AIM
Reproduce exactly the lines from the one containing "Exercise. Point out the man's teeth" through the last line of the data, both ends included.

[Location annotation dataset excerpts]
════════════════
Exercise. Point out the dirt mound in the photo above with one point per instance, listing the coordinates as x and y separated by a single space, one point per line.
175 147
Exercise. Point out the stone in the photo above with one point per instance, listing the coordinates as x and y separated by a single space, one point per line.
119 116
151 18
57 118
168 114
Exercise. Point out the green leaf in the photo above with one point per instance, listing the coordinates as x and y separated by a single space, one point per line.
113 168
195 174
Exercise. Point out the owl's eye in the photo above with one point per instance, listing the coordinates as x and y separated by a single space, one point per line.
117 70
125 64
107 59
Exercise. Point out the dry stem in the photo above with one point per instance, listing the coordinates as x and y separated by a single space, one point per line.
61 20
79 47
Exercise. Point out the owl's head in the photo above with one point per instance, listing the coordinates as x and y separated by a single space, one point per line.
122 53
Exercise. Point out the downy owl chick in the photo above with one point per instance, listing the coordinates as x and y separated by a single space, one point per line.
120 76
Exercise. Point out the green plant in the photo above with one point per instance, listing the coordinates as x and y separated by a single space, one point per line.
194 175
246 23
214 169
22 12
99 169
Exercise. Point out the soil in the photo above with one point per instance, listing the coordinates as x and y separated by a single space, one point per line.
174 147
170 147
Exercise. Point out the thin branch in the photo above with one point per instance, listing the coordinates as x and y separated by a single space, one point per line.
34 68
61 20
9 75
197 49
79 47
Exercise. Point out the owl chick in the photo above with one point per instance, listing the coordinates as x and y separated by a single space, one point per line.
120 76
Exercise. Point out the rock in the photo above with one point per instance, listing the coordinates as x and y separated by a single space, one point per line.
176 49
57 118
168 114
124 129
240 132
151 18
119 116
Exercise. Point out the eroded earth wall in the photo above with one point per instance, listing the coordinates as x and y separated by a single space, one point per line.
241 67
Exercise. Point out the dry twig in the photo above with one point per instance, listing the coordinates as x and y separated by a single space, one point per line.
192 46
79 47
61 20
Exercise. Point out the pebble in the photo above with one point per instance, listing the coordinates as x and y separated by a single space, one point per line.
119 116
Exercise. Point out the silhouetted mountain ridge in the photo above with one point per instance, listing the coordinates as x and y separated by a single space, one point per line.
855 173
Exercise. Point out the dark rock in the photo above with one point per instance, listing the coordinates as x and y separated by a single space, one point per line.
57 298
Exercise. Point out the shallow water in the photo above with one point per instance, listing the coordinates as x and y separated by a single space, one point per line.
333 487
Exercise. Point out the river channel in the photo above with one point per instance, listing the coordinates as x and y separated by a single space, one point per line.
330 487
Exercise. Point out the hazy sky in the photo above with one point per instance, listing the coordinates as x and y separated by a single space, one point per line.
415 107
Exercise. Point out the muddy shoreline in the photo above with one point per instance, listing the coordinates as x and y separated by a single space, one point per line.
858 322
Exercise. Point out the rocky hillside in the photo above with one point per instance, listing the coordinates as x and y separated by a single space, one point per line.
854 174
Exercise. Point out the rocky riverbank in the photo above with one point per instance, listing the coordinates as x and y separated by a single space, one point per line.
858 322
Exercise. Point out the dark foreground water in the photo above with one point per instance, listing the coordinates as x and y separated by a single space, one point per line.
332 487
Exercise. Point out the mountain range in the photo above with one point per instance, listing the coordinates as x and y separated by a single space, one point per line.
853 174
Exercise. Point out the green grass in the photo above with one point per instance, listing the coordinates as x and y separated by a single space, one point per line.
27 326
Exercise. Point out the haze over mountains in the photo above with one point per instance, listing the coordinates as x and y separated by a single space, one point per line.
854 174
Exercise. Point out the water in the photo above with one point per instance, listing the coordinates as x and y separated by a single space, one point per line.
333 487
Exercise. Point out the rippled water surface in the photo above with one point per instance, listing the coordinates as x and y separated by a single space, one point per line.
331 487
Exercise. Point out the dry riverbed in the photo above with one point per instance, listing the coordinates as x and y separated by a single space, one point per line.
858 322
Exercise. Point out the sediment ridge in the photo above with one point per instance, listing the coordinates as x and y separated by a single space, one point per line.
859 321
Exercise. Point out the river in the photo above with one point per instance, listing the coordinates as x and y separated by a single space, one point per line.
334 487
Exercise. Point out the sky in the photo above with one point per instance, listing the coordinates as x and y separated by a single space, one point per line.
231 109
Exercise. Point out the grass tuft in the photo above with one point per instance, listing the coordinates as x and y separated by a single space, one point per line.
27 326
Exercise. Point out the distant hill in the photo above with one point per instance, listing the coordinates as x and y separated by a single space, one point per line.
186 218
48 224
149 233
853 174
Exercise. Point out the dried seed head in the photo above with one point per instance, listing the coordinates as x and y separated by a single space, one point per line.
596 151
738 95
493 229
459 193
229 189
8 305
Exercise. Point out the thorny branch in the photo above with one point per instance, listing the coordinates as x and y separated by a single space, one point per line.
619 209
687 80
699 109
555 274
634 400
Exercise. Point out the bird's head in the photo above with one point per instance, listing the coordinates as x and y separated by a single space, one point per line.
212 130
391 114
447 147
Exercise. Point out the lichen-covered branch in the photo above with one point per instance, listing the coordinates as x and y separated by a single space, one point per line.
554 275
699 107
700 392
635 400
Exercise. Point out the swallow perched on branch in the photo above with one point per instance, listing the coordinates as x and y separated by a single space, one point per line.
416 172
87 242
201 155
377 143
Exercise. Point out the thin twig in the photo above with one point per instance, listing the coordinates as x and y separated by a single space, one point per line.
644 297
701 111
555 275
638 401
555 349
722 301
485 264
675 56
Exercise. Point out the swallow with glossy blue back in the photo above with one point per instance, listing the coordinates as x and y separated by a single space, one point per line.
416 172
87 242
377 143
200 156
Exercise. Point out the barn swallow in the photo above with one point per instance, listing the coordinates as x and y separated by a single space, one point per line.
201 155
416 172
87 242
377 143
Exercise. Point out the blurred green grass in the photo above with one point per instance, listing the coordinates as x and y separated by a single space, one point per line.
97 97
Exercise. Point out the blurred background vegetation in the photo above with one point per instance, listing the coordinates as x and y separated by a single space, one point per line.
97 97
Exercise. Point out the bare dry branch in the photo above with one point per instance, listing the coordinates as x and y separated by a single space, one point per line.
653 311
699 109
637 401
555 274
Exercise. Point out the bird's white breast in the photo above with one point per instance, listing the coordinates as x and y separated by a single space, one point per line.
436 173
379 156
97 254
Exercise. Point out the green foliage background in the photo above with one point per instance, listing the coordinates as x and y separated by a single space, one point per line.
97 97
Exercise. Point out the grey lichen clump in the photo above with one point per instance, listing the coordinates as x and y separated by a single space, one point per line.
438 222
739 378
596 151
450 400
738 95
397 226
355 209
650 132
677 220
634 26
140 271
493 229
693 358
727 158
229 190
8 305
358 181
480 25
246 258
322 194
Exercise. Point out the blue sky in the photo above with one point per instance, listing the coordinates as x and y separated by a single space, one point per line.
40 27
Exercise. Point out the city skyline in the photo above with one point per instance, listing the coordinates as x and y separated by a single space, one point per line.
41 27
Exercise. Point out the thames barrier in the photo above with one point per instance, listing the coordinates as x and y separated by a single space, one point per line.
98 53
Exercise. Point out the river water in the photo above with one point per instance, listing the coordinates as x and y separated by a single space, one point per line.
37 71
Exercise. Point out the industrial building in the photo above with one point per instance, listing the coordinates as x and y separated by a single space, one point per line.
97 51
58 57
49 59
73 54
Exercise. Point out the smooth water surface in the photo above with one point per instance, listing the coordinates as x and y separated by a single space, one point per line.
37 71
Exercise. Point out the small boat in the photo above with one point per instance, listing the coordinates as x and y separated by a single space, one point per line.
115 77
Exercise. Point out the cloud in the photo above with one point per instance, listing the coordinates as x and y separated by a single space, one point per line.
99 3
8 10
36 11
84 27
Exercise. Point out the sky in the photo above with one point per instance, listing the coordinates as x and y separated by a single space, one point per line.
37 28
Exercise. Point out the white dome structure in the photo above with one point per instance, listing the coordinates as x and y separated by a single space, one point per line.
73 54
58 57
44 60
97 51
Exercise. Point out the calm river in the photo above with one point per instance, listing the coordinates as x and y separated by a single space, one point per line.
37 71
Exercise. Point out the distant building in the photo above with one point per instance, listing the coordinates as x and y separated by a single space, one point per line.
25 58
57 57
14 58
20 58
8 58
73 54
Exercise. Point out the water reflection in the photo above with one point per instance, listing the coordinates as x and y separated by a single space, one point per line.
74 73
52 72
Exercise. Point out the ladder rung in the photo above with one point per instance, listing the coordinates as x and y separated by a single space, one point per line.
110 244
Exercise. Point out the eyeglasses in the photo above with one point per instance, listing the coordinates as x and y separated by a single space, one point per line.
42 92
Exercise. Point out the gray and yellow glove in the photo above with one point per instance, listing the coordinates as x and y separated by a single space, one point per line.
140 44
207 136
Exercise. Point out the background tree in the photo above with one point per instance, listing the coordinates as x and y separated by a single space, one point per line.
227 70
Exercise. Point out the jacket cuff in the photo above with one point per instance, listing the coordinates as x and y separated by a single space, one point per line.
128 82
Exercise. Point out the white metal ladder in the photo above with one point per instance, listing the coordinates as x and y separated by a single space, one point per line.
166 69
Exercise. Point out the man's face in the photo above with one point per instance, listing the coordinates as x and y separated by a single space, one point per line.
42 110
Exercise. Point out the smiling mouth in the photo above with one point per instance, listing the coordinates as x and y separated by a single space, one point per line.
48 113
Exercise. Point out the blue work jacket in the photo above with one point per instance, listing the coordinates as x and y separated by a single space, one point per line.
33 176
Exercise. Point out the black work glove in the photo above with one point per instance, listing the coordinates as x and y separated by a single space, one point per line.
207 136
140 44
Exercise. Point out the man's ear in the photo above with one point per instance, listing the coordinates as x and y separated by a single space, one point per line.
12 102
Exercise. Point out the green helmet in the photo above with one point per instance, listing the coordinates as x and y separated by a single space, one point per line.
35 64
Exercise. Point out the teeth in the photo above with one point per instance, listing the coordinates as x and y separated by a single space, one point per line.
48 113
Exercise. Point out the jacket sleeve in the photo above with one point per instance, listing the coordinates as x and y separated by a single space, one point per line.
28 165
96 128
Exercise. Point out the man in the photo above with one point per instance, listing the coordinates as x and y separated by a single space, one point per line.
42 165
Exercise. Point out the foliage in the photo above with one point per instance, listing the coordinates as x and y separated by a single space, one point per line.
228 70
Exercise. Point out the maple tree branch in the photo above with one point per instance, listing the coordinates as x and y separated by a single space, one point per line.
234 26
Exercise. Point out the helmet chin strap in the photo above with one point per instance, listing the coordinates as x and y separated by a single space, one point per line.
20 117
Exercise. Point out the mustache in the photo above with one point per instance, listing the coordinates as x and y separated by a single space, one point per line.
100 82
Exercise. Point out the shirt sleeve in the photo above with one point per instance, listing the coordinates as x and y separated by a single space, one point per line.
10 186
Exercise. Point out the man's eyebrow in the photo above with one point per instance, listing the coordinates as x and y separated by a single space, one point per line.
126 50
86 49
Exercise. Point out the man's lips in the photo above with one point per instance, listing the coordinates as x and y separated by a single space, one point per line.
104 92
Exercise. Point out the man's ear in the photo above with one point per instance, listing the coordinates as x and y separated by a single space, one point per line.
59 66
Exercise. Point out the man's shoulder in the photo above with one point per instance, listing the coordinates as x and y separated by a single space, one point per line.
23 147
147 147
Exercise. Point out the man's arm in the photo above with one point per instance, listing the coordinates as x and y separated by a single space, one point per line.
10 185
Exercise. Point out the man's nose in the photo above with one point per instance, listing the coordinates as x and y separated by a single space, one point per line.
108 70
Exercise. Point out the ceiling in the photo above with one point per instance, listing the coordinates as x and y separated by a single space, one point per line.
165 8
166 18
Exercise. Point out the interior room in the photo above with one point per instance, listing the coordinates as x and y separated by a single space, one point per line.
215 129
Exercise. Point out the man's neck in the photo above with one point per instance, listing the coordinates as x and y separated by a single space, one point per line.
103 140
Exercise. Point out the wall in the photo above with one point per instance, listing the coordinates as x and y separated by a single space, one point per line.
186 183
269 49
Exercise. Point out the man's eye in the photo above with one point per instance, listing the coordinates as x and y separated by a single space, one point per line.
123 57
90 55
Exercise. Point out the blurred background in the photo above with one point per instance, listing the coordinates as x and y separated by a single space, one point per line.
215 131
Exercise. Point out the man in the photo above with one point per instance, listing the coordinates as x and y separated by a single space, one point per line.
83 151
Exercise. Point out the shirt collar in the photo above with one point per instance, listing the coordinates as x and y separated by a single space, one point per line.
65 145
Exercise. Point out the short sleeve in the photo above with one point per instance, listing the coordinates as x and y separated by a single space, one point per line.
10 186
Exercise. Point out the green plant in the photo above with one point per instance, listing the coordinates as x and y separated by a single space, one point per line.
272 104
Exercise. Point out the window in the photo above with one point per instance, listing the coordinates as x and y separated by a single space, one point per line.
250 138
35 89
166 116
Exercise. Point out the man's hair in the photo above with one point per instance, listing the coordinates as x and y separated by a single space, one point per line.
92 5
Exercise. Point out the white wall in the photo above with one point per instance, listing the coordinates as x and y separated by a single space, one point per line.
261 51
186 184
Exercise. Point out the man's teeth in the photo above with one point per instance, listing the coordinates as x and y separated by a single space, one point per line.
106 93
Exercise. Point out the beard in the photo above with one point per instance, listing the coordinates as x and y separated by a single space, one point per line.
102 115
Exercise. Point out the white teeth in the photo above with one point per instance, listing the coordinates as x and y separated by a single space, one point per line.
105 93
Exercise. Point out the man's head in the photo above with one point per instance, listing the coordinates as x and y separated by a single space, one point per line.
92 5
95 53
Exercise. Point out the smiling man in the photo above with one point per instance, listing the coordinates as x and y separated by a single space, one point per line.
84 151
════════════════
RESPONSE TO THE TASK
Exercise. Point out the man's teeth in the photo above with one point per instance, listing the coordinates as x and y separated by a single space, one point per line.
106 93
Exercise. Point out the beard in the photo above with one point per instance, listing the coordinates as x and y separated by a single space, one point per line.
102 115
Exercise. Point out the white teeth in the photo above with one point per instance, listing the coordinates as x and y separated by a single space, one point per line.
105 93
Exercise. Point out the man's head in the photo above with one point per instance, listing the coordinates as x and y separated by a single space, one point per line.
92 5
95 53
Exercise. Point out the smiling man in the photo above with one point per instance, listing the coordinates as x and y separated by a single space, one point per line.
84 151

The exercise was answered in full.